[Records from a data source]
*** Block opens ***
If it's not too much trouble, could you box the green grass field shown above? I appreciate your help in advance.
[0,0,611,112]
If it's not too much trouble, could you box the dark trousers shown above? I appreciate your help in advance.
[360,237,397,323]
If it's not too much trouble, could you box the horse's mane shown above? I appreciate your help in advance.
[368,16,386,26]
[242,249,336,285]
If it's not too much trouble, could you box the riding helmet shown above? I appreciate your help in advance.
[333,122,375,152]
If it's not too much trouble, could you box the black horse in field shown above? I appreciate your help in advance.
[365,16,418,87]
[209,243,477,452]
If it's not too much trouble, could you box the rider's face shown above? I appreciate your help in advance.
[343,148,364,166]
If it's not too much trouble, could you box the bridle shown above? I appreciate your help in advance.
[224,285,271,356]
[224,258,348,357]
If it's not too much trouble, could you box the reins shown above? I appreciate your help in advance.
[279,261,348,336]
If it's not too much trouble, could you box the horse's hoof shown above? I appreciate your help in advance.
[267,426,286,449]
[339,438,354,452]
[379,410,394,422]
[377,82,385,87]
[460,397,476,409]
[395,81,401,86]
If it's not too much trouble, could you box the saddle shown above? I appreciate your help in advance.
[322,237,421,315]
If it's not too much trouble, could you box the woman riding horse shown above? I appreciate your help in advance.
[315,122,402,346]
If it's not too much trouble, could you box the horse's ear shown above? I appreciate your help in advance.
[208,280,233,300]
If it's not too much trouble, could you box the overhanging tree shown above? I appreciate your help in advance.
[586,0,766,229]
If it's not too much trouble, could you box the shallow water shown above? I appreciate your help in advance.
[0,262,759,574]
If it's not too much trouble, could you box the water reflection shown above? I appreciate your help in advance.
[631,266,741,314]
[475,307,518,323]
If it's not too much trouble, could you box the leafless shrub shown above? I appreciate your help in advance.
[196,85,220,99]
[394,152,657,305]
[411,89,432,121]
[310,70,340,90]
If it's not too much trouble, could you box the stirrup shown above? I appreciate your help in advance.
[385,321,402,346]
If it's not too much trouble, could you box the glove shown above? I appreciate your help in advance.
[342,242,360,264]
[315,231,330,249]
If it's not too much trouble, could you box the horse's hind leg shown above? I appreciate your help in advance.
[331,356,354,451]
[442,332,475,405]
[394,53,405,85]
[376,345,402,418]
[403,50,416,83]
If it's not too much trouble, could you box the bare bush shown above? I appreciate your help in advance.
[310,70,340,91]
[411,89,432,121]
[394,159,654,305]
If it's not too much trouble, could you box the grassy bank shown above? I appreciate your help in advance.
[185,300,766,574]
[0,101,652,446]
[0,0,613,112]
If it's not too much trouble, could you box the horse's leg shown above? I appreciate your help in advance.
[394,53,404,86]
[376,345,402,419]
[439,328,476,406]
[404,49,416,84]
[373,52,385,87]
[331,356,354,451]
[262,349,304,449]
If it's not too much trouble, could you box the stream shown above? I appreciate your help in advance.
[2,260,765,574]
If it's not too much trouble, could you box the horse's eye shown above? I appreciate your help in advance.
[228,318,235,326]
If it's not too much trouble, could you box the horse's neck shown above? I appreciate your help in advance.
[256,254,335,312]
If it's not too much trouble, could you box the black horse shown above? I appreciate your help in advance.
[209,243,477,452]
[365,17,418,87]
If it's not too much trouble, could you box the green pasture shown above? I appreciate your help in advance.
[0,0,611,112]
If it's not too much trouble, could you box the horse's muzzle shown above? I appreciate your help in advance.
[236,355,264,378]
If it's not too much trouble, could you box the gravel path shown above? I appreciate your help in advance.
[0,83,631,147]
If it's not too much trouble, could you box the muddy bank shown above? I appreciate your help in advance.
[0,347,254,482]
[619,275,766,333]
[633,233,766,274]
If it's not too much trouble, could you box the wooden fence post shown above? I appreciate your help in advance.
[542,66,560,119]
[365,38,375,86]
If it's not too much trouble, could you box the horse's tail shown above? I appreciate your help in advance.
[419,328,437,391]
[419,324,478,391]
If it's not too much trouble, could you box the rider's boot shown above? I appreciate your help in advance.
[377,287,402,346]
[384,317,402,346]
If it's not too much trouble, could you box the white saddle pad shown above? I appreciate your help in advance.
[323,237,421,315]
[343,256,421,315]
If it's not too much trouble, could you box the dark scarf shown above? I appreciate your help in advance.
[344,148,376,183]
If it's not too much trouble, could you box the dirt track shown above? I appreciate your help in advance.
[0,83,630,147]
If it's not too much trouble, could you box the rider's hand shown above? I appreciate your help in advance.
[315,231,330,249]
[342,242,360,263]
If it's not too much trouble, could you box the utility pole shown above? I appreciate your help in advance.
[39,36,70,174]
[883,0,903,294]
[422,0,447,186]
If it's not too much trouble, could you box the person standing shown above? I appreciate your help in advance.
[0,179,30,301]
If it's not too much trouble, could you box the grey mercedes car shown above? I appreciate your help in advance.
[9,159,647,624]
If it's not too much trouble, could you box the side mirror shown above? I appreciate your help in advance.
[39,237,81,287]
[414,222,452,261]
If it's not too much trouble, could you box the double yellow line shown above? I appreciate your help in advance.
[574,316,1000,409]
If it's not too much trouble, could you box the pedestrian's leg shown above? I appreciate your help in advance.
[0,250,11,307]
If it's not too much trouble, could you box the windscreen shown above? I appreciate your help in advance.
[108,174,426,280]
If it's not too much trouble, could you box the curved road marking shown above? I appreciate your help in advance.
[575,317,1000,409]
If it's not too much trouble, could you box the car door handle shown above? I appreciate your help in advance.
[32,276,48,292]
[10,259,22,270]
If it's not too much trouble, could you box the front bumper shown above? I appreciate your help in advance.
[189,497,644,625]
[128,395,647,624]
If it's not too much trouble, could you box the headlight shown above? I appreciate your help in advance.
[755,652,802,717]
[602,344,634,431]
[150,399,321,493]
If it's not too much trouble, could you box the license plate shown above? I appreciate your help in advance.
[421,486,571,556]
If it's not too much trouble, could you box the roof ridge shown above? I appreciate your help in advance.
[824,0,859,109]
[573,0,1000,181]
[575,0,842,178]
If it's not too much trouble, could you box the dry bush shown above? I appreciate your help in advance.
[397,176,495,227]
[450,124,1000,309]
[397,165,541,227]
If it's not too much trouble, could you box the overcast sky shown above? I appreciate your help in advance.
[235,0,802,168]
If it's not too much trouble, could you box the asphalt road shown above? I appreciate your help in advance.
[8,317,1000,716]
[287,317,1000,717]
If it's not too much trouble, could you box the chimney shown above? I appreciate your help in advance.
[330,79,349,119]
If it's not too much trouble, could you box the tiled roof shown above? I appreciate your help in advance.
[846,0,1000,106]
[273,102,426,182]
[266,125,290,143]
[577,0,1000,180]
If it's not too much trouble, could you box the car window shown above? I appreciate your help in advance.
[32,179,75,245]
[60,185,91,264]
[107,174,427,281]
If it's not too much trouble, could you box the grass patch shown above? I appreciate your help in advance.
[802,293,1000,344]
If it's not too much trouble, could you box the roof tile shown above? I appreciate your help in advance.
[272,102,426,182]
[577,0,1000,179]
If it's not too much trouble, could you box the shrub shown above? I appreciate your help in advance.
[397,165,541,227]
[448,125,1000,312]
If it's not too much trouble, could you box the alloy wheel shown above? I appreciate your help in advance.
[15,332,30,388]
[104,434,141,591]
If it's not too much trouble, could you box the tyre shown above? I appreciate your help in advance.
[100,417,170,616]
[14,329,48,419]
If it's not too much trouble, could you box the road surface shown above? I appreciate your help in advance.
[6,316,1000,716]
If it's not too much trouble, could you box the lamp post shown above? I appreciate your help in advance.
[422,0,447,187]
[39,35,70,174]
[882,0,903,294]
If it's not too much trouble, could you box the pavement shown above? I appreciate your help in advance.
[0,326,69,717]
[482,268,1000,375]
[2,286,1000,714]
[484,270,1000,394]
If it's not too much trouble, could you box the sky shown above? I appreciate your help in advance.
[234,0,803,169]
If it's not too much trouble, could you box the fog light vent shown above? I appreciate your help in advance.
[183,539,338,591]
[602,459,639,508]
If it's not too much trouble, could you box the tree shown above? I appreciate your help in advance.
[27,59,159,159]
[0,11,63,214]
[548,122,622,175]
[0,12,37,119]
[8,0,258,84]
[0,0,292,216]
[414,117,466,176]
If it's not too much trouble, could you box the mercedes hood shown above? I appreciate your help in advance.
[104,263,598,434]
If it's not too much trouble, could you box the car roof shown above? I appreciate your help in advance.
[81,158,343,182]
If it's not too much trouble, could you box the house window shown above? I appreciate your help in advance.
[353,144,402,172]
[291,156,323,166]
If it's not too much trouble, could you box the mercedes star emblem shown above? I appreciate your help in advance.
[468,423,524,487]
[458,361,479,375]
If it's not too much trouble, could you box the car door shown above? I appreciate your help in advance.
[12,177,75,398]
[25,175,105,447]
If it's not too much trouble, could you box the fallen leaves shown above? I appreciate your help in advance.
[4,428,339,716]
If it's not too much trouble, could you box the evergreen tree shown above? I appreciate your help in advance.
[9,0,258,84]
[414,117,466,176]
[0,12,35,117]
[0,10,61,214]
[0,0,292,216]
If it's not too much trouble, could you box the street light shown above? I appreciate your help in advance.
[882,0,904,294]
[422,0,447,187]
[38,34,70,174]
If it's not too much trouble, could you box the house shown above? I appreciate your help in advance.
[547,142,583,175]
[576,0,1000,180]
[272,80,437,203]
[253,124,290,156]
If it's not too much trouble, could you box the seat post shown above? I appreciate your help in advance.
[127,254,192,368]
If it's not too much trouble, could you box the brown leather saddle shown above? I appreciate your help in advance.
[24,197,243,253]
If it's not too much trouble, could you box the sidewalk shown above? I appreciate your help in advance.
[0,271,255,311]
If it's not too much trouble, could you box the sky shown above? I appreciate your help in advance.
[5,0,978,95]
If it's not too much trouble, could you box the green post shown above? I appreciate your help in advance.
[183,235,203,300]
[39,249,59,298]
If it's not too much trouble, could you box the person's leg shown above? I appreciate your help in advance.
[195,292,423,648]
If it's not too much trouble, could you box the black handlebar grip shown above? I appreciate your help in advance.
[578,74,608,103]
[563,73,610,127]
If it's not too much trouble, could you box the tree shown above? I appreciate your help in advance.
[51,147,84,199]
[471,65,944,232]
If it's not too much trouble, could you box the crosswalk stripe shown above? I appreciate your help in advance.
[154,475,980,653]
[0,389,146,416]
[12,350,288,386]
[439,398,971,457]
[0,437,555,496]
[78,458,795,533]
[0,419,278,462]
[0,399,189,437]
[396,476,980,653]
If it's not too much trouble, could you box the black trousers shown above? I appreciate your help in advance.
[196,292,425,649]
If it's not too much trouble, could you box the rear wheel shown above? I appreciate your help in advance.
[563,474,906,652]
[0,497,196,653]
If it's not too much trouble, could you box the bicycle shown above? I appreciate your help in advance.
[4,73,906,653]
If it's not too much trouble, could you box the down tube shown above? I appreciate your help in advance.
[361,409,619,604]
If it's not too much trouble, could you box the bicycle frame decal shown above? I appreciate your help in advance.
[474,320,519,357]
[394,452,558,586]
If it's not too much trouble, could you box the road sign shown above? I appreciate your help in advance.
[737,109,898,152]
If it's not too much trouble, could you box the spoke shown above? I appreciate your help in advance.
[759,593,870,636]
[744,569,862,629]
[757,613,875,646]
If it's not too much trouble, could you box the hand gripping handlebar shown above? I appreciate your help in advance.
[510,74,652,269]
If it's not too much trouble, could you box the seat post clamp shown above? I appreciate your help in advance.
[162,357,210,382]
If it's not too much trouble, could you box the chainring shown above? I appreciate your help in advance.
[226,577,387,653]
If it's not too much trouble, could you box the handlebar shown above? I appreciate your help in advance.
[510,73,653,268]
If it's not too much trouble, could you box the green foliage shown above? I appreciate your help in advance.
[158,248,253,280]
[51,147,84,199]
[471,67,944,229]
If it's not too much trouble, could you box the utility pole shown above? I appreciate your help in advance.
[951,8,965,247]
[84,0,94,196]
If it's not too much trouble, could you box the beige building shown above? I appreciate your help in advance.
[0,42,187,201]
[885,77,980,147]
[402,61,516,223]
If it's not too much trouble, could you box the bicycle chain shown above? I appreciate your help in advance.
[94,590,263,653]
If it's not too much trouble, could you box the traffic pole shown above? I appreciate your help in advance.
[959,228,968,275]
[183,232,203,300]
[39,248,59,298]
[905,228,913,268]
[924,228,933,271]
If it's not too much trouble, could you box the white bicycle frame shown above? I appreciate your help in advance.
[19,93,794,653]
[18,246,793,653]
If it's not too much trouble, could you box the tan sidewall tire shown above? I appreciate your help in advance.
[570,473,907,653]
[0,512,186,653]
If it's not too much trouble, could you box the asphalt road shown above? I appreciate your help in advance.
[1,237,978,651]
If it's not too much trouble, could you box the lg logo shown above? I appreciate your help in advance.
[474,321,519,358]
*** Block closes ***
[Work item] Exactly reproduce the lines of the data above that run from the line containing "the white bicycle" through the final one.

[Completed exercise]
If it's not too much trouble, could you box the white bicycle frame shown above? I appreciate your help in advance.
[19,93,794,653]
[18,246,793,653]
If it's not too much trouble, could you box the tan sidewall tire shown above? I appreciate your help in advance.
[570,473,907,653]
[0,512,186,653]
If it's not too much trouble, could you box the asphalt road shown above? I appreciate your help in advance.
[1,237,978,651]
If it's not too much trouble, could you box the lg logo shown above? I appreciate your help in advance.
[474,321,519,358]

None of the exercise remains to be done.